:: What the task requires ::
Transcribe every line of the records verbatim.

(Data extracted from a collection)
++++++++++

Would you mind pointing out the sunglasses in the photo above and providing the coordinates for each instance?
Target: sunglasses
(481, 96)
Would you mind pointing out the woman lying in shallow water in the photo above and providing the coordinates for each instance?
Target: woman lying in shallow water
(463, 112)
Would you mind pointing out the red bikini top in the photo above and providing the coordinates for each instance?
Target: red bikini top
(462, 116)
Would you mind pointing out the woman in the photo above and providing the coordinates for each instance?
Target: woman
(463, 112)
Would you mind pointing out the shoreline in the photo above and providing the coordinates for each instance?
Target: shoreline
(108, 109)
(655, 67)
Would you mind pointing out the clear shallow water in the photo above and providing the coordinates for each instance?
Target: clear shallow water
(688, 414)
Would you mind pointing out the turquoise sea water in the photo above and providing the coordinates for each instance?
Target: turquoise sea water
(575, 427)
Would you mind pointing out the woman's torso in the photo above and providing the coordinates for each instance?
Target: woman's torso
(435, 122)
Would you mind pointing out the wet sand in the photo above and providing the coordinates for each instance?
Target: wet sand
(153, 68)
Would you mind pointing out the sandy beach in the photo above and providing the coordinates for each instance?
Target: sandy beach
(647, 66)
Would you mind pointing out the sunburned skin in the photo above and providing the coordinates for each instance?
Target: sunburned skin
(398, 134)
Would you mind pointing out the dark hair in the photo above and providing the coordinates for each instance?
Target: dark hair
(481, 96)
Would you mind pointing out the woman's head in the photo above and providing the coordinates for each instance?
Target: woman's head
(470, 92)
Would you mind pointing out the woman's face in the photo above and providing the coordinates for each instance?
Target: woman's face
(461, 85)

++++++++++

:: Reply to the task ::
Would you mind pointing out the sunglasses in the photo above and providing the coordinates for each instance?
Target: sunglasses
(481, 96)
Would you mind pointing out the woman lying in shallow water in the photo above and providing the coordinates for each instance?
Target: woman lying in shallow water
(463, 112)
Would you mind pointing out the red bikini top in the photo above and providing the coordinates for each instance?
Target: red bikini top
(462, 116)
Would you mind pointing out the woman in the photo above and providing the coordinates for each instance?
Target: woman
(463, 112)
Would you mind pointing out the shoreline in the photo above and providing the coordinates for each instance?
Target: shoreline
(108, 109)
(655, 67)
Would you mind pointing out the clear shallow water in the photo above and providing the coordinates for each instance?
Target: clear shallow water
(688, 414)
Would you mind pointing out the turquoise sea water in the photo above and providing the coordinates for each instance?
Target: turquoise sea water
(575, 427)
Would you mind pointing out the woman's torso in the photo above and providing the coordinates for each instance?
Target: woman's torso
(435, 122)
Would you mind pointing out the wet sand in the photo above and providing the coordinates for each instance?
Target: wet sand
(153, 68)
Would you mind pointing out the sandy beach in the photo above and providing the coordinates for each instance?
Target: sandy beach
(647, 66)
Would you mind pointing out the sunburned skin in the photo above and providing the coordinates for each instance?
Target: sunburned skin
(398, 134)
Would you mind pointing out the dark hair in the photo above and providing the coordinates for each instance?
Target: dark hair
(481, 96)
Would you mind pointing out the woman's head in the photo above and providing the coordinates for each instance?
Target: woman's head
(470, 92)
Would you mind pointing out the woman's face in the photo above and providing the coordinates for each instance?
Target: woman's face
(461, 85)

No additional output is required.